> _Goal of the exercise_:
Copy out each line below that contains the word "segment".

> _Available data_:
· · ·

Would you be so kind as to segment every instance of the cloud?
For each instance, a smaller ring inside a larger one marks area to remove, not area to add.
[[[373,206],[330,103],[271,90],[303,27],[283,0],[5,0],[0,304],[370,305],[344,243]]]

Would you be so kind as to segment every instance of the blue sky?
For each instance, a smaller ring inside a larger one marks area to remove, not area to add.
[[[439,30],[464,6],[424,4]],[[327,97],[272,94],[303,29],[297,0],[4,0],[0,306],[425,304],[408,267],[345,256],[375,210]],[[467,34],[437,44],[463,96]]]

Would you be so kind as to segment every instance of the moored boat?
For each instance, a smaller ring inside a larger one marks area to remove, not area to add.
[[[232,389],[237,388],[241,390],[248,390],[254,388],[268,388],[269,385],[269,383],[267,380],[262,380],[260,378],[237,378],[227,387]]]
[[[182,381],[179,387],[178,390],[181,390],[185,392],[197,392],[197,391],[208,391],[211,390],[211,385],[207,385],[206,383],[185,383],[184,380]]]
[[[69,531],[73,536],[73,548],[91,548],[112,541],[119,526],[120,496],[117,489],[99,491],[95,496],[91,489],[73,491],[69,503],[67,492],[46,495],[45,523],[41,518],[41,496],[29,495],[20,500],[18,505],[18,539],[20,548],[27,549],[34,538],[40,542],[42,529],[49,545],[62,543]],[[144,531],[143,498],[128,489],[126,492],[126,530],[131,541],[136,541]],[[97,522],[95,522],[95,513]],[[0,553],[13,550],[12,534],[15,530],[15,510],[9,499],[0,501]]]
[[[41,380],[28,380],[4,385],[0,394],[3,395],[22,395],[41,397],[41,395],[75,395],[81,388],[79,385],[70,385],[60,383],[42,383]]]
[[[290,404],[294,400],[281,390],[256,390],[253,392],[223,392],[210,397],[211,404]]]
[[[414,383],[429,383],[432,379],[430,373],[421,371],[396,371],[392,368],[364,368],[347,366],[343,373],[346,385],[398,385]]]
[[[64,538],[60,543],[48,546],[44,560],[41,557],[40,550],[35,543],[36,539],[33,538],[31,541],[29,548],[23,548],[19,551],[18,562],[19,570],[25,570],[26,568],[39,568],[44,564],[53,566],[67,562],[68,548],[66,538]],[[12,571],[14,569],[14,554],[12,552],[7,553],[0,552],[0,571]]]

· · ·

> _Full response_:
Would you be so kind as to segment every instance of the cloud?
Would you be so kind as to segment every instance of the blue sky?
Would you be so kind as to segment every instance of the moored boat?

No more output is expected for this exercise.